How to complete this task: Summarize the text on the waist-to-height ratio in two sentences.

─── Excerpt to read ───

What is the WHtR?
Waist-to-height ratio as a modern health indicator
The waist-to-height ratio (WHtR) is a simple body measurement index that relates waist circumference to height. The underlying rule of thumb is memorable: "Keep your waist circumference to less than half your height." For a person 180 cm tall, waist circumference should therefore stay below 90 cm – ideally below 80 cm (WHtR = 0.44). This rule applies across ages and sexes, which makes the WHtR the most universal of the three common body-fat indices (BMI, WHR, WHtR).
Research has shown that the WHtR correlates well with visceral fat (fat around the internal organs). Visceral fat is hormonally active and releases pro-inflammatory cytokines that promote insulin resistance, arteriosclerosis and metabolic syndrome. Unlike BMI, which does not distinguish between muscle and fat mass, the WHtR captures clinically relevant fat distribution. A meta-analysis of over 300,000 participants showed that the WHtR outperforms BMI and waist circumference alone in predicting cardiovascular risk factors.
Another advantage: the WHtR takes height into account. A 190 cm tall man with a 95 cm waist circumference has a WHtR of 0.50 – an elevated risk. The same waist circumference on a 160 cm tall woman results in a WHtR of 0.59 – an even more markedly elevated risk. Waist circumference alone would have rated both the same. This scaling principle makes the WHtR particularly suitable for population studies and individual risk screening.

─── Entries provided ───

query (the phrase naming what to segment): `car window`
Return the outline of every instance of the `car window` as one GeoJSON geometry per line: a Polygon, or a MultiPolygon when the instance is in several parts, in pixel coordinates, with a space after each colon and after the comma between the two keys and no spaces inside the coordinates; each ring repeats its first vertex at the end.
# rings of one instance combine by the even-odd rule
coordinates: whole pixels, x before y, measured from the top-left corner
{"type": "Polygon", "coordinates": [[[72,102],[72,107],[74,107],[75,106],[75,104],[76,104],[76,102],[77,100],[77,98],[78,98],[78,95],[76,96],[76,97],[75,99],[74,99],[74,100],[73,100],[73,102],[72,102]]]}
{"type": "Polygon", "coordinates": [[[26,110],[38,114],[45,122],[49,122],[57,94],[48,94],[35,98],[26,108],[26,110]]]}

───

Solution to the problem: The waist-to-height ratio (WHtR) relates waist circumference to height, with the rule that the waist should stay below half one's height, and this rule holds across ages and sexes. It correlates well with harmful visceral fat, predicts cardiovascular risk factors better than BMI or waist circumference alone, and, because it accounts for height, suits population studies and individual risk screening.